__DIRECTIVE__
Scale the listing from its first line up to and including the line with "[(360, 253)]". Reproduce every line with its wording unchanged, but multiply each coordinate in the answers by 1.9 and round to whole numbers, with halves rounded up.

[Some records]
= = = = =

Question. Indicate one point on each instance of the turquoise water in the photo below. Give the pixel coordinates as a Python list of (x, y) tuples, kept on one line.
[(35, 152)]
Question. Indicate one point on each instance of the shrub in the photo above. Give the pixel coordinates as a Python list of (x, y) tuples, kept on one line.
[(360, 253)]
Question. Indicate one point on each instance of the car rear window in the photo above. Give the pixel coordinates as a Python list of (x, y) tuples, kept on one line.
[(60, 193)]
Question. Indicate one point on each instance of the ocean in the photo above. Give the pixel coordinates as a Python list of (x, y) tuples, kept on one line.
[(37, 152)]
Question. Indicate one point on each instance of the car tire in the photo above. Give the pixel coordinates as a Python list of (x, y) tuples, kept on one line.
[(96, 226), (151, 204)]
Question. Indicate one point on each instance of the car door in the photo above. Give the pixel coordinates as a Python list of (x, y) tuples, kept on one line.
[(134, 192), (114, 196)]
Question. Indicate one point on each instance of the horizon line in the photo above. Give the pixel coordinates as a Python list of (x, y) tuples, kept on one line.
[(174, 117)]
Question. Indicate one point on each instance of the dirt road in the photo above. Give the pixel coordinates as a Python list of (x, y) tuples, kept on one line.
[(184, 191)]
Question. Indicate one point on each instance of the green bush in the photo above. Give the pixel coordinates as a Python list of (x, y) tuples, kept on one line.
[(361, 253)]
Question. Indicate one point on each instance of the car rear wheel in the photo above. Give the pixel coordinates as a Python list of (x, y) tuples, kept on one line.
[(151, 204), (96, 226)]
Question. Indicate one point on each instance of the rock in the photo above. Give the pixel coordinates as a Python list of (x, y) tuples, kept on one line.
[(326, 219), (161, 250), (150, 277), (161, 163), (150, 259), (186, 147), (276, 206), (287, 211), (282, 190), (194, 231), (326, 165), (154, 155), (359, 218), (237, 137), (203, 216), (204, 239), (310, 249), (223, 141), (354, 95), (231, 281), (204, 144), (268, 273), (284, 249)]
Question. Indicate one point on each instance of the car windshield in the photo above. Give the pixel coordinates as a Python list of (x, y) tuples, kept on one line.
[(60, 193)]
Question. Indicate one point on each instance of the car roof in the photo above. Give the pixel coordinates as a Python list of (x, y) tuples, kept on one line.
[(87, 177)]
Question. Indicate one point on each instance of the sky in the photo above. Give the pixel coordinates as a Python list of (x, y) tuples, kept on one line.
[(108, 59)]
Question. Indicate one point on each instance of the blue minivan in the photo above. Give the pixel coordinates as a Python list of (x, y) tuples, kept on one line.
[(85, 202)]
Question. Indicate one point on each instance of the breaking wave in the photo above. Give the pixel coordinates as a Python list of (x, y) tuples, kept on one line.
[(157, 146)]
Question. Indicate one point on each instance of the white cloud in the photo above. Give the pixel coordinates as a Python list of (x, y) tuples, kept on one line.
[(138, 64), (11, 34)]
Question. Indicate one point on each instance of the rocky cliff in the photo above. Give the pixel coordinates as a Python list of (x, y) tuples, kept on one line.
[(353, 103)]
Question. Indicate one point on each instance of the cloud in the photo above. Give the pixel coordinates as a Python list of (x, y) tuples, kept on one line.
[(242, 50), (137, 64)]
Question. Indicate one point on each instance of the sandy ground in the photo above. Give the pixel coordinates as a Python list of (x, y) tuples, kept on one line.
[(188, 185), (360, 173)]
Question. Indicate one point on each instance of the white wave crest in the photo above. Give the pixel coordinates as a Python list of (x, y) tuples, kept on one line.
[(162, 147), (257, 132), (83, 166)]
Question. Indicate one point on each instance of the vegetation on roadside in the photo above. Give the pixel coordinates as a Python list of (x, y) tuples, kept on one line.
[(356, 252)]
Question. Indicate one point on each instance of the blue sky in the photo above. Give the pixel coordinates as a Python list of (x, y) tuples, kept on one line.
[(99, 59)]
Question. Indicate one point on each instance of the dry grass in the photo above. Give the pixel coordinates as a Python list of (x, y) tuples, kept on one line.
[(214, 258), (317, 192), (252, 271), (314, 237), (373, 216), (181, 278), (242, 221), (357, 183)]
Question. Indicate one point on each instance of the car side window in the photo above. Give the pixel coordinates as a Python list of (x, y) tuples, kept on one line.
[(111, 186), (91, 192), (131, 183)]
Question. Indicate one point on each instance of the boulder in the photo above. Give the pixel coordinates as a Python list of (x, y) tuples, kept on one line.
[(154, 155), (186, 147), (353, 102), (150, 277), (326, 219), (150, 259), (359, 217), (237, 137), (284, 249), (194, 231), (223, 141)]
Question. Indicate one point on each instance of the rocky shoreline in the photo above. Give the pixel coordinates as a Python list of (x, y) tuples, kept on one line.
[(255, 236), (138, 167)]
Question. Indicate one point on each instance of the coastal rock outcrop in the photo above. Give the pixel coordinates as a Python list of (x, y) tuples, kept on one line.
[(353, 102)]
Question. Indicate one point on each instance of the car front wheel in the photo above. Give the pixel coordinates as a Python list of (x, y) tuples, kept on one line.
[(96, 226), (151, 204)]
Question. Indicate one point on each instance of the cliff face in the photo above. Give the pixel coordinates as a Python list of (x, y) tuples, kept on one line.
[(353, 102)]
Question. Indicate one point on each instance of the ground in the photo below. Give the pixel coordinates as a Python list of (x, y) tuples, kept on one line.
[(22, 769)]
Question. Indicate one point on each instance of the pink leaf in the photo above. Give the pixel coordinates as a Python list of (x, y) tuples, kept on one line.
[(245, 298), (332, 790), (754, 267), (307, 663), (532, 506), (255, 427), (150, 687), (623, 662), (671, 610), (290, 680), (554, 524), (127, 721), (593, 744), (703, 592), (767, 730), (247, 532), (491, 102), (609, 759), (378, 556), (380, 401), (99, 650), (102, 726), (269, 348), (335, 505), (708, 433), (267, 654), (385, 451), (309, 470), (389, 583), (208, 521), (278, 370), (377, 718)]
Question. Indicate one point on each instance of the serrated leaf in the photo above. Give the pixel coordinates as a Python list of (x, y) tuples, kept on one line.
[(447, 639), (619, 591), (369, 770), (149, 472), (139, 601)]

= = = = =

__REPLY TO THE EXERCISE__
Question. Indicate one point on each instance of the turquoise water in the photo below. Give the pixel coordinates as a Python list of (x, y) tuples, kept on one line.
[(67, 289)]
Question. Indicate one point on each instance of the shrub in the photo above. Give the pixel coordinates as a Python list of (x, y) tuples, kept on one line.
[(684, 481)]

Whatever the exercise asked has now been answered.